▸ WORK TO COMPLETE: Reproduce every row below verbatim, line for line, without altering any character.
━━━━━━━━━━
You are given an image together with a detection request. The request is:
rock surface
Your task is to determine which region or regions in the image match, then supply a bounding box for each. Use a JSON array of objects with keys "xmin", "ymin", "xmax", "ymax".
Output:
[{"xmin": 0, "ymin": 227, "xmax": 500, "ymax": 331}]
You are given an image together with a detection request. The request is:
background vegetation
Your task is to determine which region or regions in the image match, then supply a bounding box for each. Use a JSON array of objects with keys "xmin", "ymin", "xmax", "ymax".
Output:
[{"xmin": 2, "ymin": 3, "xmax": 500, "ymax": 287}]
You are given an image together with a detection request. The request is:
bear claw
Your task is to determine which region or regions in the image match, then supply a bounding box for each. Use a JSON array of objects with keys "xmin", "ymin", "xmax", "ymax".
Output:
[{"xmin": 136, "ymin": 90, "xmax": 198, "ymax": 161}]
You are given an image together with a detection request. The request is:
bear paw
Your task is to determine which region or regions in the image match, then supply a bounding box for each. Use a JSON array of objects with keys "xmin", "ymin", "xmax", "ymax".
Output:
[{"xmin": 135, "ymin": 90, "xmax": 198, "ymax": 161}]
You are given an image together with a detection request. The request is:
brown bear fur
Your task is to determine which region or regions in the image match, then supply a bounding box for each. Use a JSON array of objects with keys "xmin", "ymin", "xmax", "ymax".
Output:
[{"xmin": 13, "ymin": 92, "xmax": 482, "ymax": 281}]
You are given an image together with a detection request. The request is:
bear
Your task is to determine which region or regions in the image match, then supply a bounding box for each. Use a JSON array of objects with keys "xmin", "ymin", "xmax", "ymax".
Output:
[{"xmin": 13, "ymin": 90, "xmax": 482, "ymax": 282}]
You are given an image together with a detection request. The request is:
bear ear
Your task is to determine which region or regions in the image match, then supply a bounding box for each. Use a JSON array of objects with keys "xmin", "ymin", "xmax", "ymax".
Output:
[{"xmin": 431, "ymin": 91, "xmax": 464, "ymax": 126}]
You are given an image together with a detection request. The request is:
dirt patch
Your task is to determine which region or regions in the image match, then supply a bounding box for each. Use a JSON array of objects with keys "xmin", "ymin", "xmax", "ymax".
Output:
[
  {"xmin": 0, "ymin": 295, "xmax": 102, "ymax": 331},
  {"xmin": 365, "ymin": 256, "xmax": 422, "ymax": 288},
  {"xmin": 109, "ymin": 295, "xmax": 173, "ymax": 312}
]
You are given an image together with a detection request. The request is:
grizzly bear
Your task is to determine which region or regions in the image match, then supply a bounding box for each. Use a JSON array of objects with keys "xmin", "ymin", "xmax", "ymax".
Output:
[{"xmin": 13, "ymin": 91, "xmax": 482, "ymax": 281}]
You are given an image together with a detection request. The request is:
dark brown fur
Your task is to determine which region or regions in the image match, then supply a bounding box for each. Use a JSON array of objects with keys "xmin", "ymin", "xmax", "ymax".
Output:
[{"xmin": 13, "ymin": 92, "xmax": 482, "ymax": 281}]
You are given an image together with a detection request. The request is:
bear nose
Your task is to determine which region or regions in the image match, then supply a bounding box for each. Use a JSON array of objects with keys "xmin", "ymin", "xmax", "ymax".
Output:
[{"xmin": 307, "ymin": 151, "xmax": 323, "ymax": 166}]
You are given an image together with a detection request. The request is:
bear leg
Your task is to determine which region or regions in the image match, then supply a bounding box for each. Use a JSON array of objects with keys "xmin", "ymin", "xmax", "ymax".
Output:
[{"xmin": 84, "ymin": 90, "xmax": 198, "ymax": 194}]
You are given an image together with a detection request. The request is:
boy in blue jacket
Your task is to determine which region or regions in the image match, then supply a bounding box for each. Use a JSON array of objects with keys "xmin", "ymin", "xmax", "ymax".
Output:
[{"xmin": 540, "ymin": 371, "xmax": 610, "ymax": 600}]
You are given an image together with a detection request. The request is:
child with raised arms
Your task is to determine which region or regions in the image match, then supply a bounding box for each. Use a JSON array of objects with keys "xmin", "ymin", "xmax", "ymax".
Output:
━━━━━━━━━━
▸ SOLUTION FOR THIS TASK:
You are given an image together with a detection request. The request is:
rock surface
Your task is to determine which region or regions in the image match, then supply a bounding box for each. Use a JSON array of objects with keys "xmin", "ymin", "xmax", "ymax".
Output:
[{"xmin": 0, "ymin": 227, "xmax": 500, "ymax": 331}]
You are given an image together with a detection request. The request is:
background vegetation
Your task is to determine which region or regions in the image match, then supply a bounding box for each. Use a JSON array of objects with keys "xmin", "ymin", "xmax", "ymax".
Output:
[{"xmin": 2, "ymin": 3, "xmax": 500, "ymax": 287}]
You are given an image together with a detection request. The request is:
bear claw
Your task is to determine which region or regions in the image match, then supply a bounding box for each. Use a JSON array of objects with keys "xmin", "ymin", "xmax", "ymax".
Output:
[{"xmin": 136, "ymin": 90, "xmax": 198, "ymax": 161}]
You are given an image together with a detection request. The request is:
bear paw
Your task is to determine which region or regions in the image match, then supply a bounding box for each. Use a JSON array of objects with keys "xmin", "ymin", "xmax", "ymax".
Output:
[{"xmin": 135, "ymin": 90, "xmax": 198, "ymax": 161}]
You are given an image together with a detection request. The request is:
brown bear fur
Your task is to determine which region or regions in the image match, then supply a bounding box for each. Use a JSON array of objects with keys "xmin", "ymin", "xmax", "ymax".
Output:
[{"xmin": 13, "ymin": 92, "xmax": 482, "ymax": 281}]
You are given an image together with a detection request. The request is:
bear
Your task is to determine which region or regions in the image match, then supply a bounding box for each. Use a JSON array of objects with keys "xmin", "ymin", "xmax", "ymax".
Output:
[{"xmin": 13, "ymin": 90, "xmax": 482, "ymax": 282}]
You are given an image together with a detection request. The request is:
bear ear
Your task is to determine which region or regions in the image match, then supply a bounding box for each. Use a JSON array of objects with keys "xmin", "ymin", "xmax", "ymax".
Output:
[{"xmin": 431, "ymin": 91, "xmax": 464, "ymax": 126}]
You are given an image together with a detection request. The request is:
dirt patch
Your task is to determine which region or regions in the image match, then supply a bounding box for each. Use a JSON array of objects with keys "xmin", "ymin", "xmax", "ymax".
Output:
[
  {"xmin": 0, "ymin": 295, "xmax": 102, "ymax": 331},
  {"xmin": 365, "ymin": 256, "xmax": 422, "ymax": 288},
  {"xmin": 109, "ymin": 295, "xmax": 173, "ymax": 312}
]
You are given an image together with a detection request. The request is:
grizzly bear
Your task is to determine which region or regions in the image match, then supply a bounding box for each. Use a JSON array of objects with keys "xmin", "ymin", "xmax", "ymax".
Output:
[{"xmin": 13, "ymin": 91, "xmax": 482, "ymax": 281}]
You are given an image together with a detection request. The request is:
dark brown fur
Your task is to determine which region or regions in the image match, then supply a bounding box for each. Use a JSON array of objects with keys "xmin", "ymin", "xmax", "ymax".
Output:
[{"xmin": 13, "ymin": 92, "xmax": 482, "ymax": 281}]
You are given an image together with a detection request. The request is:
bear nose
Your task is to determine which region or regions in the image match, then supply a bounding box for each. Use a JSON array of objects with keys "xmin", "ymin", "xmax", "ymax".
Output:
[{"xmin": 307, "ymin": 151, "xmax": 323, "ymax": 166}]
You are given an image together with a detection request. The request is:
bear leg
Your task is to determine which region or regions in the image match, then supply a bounding box for each. Use a JSON array of objects with keys "xmin", "ymin", "xmax", "ymax".
Output:
[{"xmin": 84, "ymin": 90, "xmax": 198, "ymax": 194}]
You are given an image together with a detection request. The request is:
boy in blue jacket
Your task is to determine which region or regions in the image match, then supply a bounding box for each. Use a JSON array of objects with keys "xmin", "ymin", "xmax", "ymax".
Output:
[{"xmin": 540, "ymin": 371, "xmax": 610, "ymax": 600}]
You are given an image together with a detection request. The request is:
child with raised arms
Your task is to determine which region or regions in the image match, then supply a bounding box for each. Use a JSON array of objects with keys "xmin", "ymin", "xmax", "ymax".
Output:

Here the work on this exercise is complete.